* [DESCRIPTION OF THE TASK]: Although the records contain pictures, the copy must not; reproduce everything else in them exactly.

============

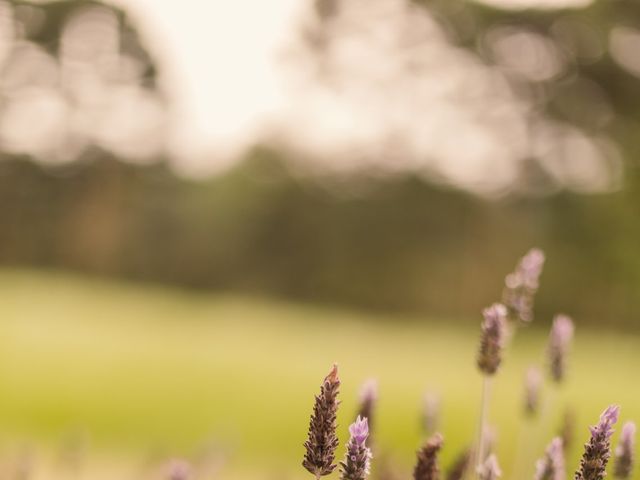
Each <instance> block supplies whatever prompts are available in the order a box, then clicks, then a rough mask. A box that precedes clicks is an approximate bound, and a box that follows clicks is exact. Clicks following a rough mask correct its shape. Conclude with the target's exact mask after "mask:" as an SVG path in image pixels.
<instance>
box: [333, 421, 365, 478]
mask: <svg viewBox="0 0 640 480" xmlns="http://www.w3.org/2000/svg"><path fill="white" fill-rule="evenodd" d="M349 433H350V435H351V437H350V438H349V442H348V443H347V453H346V455H345V460H344V461H343V462H340V467H341V475H340V478H341V479H342V480H365V479H366V478H367V475H369V470H370V463H371V457H372V455H371V450H370V449H369V447H367V446H366V444H365V443H366V440H367V437H368V436H369V426H368V424H367V419H366V418H361V417H358V418H357V419H356V421H355V422H354V423H352V424H351V425H350V426H349Z"/></svg>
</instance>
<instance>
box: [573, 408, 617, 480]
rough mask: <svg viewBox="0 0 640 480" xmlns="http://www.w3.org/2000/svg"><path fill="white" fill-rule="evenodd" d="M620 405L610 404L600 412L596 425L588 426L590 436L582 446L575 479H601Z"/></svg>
mask: <svg viewBox="0 0 640 480" xmlns="http://www.w3.org/2000/svg"><path fill="white" fill-rule="evenodd" d="M619 414H620V407H618V406H617V405H611V406H609V407H607V409H606V410H605V411H604V412H602V415H600V421H599V422H598V424H597V425H594V426H592V427H589V430H590V432H591V438H590V439H589V442H587V443H586V444H585V446H584V454H583V455H582V459H581V460H580V468H579V469H578V471H577V472H576V474H575V477H574V479H575V480H602V479H603V478H604V477H605V476H606V468H607V463H608V462H609V457H610V456H611V435H613V425H614V424H615V423H616V422H617V421H618V415H619Z"/></svg>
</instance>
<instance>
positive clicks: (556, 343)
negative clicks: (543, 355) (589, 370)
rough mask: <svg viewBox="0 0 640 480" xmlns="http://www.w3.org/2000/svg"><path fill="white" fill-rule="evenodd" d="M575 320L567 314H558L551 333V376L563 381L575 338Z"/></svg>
mask: <svg viewBox="0 0 640 480" xmlns="http://www.w3.org/2000/svg"><path fill="white" fill-rule="evenodd" d="M573 332H574V326H573V321H572V320H571V318H569V317H568V316H566V315H556V317H555V318H554V319H553V325H552V326H551V333H550V334H549V346H548V350H547V351H548V354H549V367H550V371H551V378H552V379H553V380H554V381H555V382H558V383H559V382H561V381H562V380H563V379H564V377H565V373H566V369H567V356H568V353H569V347H570V346H571V340H572V339H573Z"/></svg>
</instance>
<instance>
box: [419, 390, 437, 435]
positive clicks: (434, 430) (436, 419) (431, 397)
mask: <svg viewBox="0 0 640 480" xmlns="http://www.w3.org/2000/svg"><path fill="white" fill-rule="evenodd" d="M439 419H440V397H439V396H438V395H436V394H435V393H432V392H427V393H425V395H424V401H423V408H422V426H423V428H424V431H425V432H426V433H427V435H431V434H432V433H434V432H435V431H436V430H437V428H438V423H439Z"/></svg>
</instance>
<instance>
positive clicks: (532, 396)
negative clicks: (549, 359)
mask: <svg viewBox="0 0 640 480" xmlns="http://www.w3.org/2000/svg"><path fill="white" fill-rule="evenodd" d="M541 386H542V372H540V369H539V368H538V367H529V369H527V373H526V375H525V379H524V388H525V405H524V408H525V412H526V413H527V415H529V416H532V417H533V416H535V415H536V414H537V413H538V408H539V405H540V387H541Z"/></svg>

============

* [YOUR RESPONSE]:
Each <instance> block supplies whatever prompts are available in the order a box, then clicks, then a rough mask. A box that precedes clicks is an approximate bound, and a box that follows clicks is exact. Clicks following a rough mask correct its shape. Conclude with the target's exact mask after "mask:" as an SVG path in image pixels.
<instance>
box: [333, 421, 365, 478]
mask: <svg viewBox="0 0 640 480" xmlns="http://www.w3.org/2000/svg"><path fill="white" fill-rule="evenodd" d="M349 433H350V435H351V437H350V438H349V442H348V443H347V453H346V455H345V460H344V461H343V462H340V467H341V475H340V478H341V479H342V480H365V479H366V478H367V475H369V470H370V463H371V457H372V455H371V450H370V449H369V447H367V446H366V444H365V443H366V440H367V437H368V436H369V426H368V424H367V419H366V418H361V417H358V418H357V419H356V421H355V422H354V423H352V424H351V425H350V426H349Z"/></svg>
</instance>
<instance>
box: [573, 408, 617, 480]
rough mask: <svg viewBox="0 0 640 480" xmlns="http://www.w3.org/2000/svg"><path fill="white" fill-rule="evenodd" d="M620 405L610 404L600 412L596 425L588 426L590 436L582 446L575 479H601Z"/></svg>
mask: <svg viewBox="0 0 640 480" xmlns="http://www.w3.org/2000/svg"><path fill="white" fill-rule="evenodd" d="M619 414H620V407H618V406H617V405H611V406H609V407H607V409H606V410H605V411H604V412H602V415H600V421H599V422H598V424H597V425H594V426H592V427H589V430H590V432H591V438H590V439H589V442H587V443H586V444H585V446H584V454H583V455H582V459H581V460H580V468H579V469H578V471H577V472H576V474H575V477H574V479H575V480H602V479H603V478H604V477H605V476H606V468H607V463H608V462H609V457H610V456H611V435H613V425H614V424H615V423H616V422H617V421H618V415H619Z"/></svg>
</instance>
<instance>
positive clicks: (556, 343)
negative clicks: (543, 355) (589, 370)
rough mask: <svg viewBox="0 0 640 480" xmlns="http://www.w3.org/2000/svg"><path fill="white" fill-rule="evenodd" d="M575 320L567 314H558L551 333V376L563 381L575 338Z"/></svg>
mask: <svg viewBox="0 0 640 480" xmlns="http://www.w3.org/2000/svg"><path fill="white" fill-rule="evenodd" d="M573 332H574V326H573V321H572V320H571V318H569V317H568V316H566V315H556V317H555V318H554V319H553V325H552V326H551V333H550V334H549V346H548V350H547V351H548V354H549V367H550V371H551V378H552V379H553V380H554V381H555V382H558V383H559V382H561V381H562V380H563V379H564V377H565V373H566V369H567V356H568V353H569V347H570V346H571V340H572V339H573Z"/></svg>
</instance>
<instance>
box: [419, 390, 437, 435]
positive clicks: (434, 430) (436, 419) (431, 397)
mask: <svg viewBox="0 0 640 480" xmlns="http://www.w3.org/2000/svg"><path fill="white" fill-rule="evenodd" d="M439 419H440V397H439V396H438V395H436V394H435V393H432V392H427V393H425V395H424V401H423V408H422V426H423V428H424V431H425V432H426V433H427V435H431V434H432V433H434V432H435V431H436V430H437V428H438V423H439Z"/></svg>
</instance>
<instance>
positive clicks: (532, 396)
negative clicks: (549, 359)
mask: <svg viewBox="0 0 640 480" xmlns="http://www.w3.org/2000/svg"><path fill="white" fill-rule="evenodd" d="M541 386H542V372H540V369H539V368H538V367H529V369H527V373H526V375H525V379H524V388H525V405H524V408H525V412H526V413H527V415H529V416H532V417H533V416H535V415H536V414H537V413H538V408H539V405H540V387H541Z"/></svg>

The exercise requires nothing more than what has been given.